TAREFA:
Reescreva de forma mais concisa o parágrafo do texto sobre o aborto que começa com "Tal questão não se confunde", preservando seus fatos principais.

TEXTO DO DOCUMENTO:
--------

A primeira diz respeito à valoração que cada indivíduo pode ter em relação à opção de uma mulher pelo aborto. Essa valoração é emoldurada por crenças religiosas e princípios morais de cada um, tanto os da gestante quanto os de quem a julgue. Por isso, é questão de foro íntimo, e cada um deve ser livre para ter a opinião que lhe sirva a consciência.
Tal questão não se confunde com uma apreciação crítica da atual legislação sobre o aborto enquanto política pública. Quem é “a favor da vida em todas as suas dimensões”, tomando emprestada a expressão da moda, pode, sem qualquer contradição, reprovar a um só tempo tanto a opção de uma mulher pelo abortamento, por valorar a vida do feto, quanto a atual legislação sobre o aborto, por valorar a vida e a saúde das milhares de gestantes que recorrem a insalubres, quando não fatais, clínicas clandestinas que praticam rotineiramente o aborto sem serem admoestadas - nem pela polícia, nem pela fiscalização sanitária.

--------

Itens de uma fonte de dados
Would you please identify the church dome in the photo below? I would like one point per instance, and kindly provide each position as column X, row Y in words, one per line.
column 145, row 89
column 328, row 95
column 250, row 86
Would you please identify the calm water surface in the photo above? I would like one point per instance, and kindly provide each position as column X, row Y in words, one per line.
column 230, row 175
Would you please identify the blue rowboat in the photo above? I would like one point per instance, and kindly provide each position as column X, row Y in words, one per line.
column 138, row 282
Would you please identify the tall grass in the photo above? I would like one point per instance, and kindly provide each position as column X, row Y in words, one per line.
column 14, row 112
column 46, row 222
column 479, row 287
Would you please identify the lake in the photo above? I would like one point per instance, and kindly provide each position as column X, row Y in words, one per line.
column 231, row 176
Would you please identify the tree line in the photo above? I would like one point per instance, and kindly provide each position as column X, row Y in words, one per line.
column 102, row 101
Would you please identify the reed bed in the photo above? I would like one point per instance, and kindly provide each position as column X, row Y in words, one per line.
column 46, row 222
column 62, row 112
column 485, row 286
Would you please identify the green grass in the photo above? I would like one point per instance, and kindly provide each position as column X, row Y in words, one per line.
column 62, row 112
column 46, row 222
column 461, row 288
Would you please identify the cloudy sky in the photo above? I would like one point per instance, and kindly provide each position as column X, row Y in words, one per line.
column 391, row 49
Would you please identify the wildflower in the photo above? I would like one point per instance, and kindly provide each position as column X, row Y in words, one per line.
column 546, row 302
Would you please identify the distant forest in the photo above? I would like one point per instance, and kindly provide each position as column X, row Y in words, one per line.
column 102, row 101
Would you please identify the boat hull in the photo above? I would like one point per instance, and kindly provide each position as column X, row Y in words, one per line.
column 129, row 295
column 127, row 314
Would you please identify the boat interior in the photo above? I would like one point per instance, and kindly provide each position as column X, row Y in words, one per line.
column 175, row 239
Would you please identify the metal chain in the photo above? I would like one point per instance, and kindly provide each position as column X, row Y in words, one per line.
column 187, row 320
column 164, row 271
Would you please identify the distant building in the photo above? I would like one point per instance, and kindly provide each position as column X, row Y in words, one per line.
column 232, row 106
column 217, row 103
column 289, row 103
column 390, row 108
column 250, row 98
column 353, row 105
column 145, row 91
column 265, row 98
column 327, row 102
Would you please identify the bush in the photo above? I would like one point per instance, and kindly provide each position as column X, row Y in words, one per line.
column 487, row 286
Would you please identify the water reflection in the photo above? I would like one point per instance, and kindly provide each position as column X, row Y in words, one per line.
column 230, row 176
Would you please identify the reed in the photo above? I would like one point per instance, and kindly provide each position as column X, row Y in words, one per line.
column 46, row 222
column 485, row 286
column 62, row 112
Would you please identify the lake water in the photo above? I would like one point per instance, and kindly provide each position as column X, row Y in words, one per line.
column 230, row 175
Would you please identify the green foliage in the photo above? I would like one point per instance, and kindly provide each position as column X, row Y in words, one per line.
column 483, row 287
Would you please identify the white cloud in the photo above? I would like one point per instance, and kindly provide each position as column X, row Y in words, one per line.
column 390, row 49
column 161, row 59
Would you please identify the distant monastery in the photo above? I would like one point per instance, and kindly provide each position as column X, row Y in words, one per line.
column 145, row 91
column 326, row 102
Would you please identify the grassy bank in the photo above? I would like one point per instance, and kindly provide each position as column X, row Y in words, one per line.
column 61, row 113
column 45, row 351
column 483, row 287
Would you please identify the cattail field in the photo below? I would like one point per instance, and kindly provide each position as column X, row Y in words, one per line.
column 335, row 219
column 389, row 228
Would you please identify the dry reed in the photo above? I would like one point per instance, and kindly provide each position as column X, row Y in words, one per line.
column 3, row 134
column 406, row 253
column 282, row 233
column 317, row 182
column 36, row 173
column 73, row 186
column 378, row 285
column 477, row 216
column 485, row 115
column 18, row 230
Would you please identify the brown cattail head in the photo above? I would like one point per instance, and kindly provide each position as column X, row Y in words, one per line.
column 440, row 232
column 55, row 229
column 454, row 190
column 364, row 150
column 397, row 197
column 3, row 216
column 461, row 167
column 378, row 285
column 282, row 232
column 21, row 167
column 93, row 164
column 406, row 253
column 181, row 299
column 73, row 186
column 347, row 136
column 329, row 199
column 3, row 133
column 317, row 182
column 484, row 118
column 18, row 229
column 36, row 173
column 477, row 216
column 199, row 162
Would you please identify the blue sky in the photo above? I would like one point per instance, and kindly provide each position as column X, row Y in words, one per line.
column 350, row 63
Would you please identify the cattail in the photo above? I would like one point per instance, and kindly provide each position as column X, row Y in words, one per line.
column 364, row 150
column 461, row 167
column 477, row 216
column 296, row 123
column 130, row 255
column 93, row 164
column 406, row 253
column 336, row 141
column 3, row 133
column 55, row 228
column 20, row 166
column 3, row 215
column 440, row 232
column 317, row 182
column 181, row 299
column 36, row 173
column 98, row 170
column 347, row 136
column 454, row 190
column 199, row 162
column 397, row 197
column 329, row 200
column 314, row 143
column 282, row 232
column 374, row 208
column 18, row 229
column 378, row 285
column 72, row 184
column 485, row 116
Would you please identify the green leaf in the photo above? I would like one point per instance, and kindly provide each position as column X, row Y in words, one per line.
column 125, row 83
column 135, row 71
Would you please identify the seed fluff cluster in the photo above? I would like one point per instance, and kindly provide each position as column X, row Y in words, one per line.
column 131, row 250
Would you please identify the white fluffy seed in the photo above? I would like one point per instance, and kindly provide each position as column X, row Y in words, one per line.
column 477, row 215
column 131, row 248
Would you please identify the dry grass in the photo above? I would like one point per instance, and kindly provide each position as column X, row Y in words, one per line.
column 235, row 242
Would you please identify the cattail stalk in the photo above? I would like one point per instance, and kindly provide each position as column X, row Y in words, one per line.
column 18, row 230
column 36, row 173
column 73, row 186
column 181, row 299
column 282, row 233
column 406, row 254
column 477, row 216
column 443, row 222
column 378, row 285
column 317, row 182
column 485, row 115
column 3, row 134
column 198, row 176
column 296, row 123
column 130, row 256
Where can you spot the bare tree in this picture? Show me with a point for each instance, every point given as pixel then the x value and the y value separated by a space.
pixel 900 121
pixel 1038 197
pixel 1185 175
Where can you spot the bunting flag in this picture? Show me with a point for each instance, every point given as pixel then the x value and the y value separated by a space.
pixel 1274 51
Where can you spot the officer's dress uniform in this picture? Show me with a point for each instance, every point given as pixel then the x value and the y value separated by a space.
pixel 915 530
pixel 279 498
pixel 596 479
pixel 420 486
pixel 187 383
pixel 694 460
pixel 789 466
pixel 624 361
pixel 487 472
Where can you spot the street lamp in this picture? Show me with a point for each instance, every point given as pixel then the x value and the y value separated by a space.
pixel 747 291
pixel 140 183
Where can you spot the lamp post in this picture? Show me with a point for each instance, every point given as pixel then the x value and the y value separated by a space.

--------

SOLUÇÃO:
Avaliar a opção individual de uma mulher pelo aborto é diferente de criticar a legislação atual sobre o aborto como política pública. Quem se declara "a favor da vida em todas as suas dimensões" pode, sem contradição, reprovar ao mesmo tempo duas coisas. A primeira é a escolha de uma mulher pelo aborto, por valorizar a vida do feto. A segunda é a legislação vigente, por valorizar a vida e a saúde das milhares de gestantes que recorrem a clínicas clandestinas insalubres ou até fatais. Essas clínicas praticam abortos rotineiramente sem serem advertidas nem pela polícia nem pela fiscalização sanitária.